* **HOW TO COMPLETE THIS TASK**: In the article below on walking and cell phones, who directs the diagnostic audiology program at Children's Hospital Boston?

* **DOCUMENT PASSAGE**:
• • •

Monday, February 23, 2009
Caution: Walking And Cell Phones Don't Mix
You've probably seen them on the street: cell-phone chatting, music-loving pedestrians who sometimes act as if talking into a mouthpiece or slipping on a pair of headphones raises an impenetrable shield. But preoccupied pedestrians, especially those listening at high volume, risk more than hearing impairment. Their absorption can create a loss of "situation awareness" similar to that of distracted drivers. Inattention can have serious — even deadly — consequences on roads and railroad tracks.
Lisa Carolyn Moran, 20, a University of North Carolina exchange student from Scotland, was listening to an iPod while jogging when she stepped into the path of a bus in Chapel Hill last May. Joshua Phillips White, 16, was wearing earphones and walking on a train track in Cramerton, N.C., last November when a freight train hit him from behind, killing him; police said he apparently didn't hear the locomotive approaching. Alan Eaton-Chandler, 17, was killed under the same circumstances just last Tuesday when he was hit by an Amtrak train in Comstock Township, Mich. And Vicky Baker, 39, was talking on her cell phone when she was struck and killed by a train in Albertville, Ala., in December.
Listening on the run creates "a public health issue, and it's one that, frankly, is incredibly easy to overlook," says Brian Fligor, who directs the diagnostic audiology program at Children's Hospital Boston and teaches at Harvard Medical School. If pedestrians' ears are "occupied by some sound, whether it's another person's voice or a podcast," Fligor says, "it may isolate them from sounds they may need to hear, such as the train whistle, the ambulance siren, the car horn, the bike messenger's bell."

• • •

* **DATA UNDER STUDY**:

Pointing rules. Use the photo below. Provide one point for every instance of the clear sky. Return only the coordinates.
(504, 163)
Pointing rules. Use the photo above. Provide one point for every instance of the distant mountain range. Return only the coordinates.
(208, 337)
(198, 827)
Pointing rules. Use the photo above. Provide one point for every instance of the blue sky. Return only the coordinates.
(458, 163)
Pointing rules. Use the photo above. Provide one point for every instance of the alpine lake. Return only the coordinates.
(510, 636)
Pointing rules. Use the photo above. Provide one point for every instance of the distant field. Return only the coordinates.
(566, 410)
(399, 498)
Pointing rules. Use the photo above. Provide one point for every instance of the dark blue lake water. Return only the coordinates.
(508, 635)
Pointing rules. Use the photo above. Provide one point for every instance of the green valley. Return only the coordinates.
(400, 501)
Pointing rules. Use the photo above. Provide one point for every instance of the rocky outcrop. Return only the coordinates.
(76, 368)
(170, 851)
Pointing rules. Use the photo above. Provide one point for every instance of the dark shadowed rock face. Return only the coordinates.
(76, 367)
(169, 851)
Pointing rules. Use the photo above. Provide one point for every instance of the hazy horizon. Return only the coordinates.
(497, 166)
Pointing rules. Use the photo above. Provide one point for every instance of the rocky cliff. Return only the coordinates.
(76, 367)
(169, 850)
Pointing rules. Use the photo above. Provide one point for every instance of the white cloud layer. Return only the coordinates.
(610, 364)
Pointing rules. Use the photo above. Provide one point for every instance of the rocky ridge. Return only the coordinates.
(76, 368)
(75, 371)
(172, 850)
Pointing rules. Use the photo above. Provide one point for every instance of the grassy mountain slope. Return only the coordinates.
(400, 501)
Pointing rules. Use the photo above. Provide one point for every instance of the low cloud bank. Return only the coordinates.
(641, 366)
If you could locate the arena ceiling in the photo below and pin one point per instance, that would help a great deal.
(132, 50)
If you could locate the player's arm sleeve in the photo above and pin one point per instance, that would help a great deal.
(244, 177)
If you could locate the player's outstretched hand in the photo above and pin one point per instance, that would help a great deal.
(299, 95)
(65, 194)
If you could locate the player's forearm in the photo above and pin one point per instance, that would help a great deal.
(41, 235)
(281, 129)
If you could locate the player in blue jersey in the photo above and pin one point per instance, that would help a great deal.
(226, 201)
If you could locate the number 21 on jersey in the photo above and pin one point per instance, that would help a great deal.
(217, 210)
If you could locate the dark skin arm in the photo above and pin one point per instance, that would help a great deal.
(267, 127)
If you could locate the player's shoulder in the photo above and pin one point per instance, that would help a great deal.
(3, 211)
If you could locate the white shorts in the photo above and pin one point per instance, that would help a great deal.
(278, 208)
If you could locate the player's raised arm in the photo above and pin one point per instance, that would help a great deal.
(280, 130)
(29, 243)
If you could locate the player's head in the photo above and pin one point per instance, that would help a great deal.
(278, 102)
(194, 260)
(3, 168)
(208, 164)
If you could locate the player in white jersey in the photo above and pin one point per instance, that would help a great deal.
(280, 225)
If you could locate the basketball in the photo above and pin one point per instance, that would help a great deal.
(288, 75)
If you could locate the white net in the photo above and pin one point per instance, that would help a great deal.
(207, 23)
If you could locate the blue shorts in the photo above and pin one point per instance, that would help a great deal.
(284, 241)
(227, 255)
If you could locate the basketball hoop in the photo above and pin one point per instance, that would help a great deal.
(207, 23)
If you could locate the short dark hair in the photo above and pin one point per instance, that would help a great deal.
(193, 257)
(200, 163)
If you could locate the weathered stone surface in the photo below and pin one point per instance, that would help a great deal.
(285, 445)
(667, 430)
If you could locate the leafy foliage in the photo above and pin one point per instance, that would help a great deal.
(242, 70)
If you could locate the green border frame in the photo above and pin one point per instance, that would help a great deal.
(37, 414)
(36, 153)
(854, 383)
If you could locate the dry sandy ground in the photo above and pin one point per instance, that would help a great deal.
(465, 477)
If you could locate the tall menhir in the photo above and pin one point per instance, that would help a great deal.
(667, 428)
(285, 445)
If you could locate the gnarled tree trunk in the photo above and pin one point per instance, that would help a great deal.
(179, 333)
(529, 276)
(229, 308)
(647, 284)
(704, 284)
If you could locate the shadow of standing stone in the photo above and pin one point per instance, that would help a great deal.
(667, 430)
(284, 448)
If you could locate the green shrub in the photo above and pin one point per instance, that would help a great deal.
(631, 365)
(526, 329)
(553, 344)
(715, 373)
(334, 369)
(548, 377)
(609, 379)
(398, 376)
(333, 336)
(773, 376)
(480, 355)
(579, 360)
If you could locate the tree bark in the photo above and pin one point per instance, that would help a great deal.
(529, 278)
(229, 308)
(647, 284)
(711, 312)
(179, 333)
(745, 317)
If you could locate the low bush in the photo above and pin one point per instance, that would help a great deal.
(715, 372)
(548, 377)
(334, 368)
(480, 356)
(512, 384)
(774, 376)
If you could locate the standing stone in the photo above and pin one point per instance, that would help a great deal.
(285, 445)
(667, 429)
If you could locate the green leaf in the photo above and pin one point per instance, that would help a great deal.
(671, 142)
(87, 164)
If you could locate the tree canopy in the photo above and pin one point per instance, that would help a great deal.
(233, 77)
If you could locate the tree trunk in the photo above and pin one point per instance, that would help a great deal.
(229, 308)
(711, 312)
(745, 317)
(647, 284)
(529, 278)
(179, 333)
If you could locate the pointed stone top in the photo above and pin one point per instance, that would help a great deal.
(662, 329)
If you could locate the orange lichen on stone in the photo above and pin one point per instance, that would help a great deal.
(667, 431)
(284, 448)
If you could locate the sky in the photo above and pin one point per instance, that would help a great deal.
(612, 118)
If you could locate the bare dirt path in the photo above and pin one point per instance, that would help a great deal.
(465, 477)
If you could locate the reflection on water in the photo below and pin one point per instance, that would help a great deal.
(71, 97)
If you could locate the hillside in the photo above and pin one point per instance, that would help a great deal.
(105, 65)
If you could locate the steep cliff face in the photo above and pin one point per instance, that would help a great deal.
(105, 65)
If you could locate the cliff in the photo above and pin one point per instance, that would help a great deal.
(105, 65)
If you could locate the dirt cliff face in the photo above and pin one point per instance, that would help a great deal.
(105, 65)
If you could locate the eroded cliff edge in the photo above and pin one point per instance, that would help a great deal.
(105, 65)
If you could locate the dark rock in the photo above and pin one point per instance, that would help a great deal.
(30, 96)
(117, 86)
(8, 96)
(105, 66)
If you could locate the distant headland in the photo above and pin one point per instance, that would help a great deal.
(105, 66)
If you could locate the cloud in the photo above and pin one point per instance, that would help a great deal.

• • •

* **ANSWER FOR THE TASK**: Brian Fligor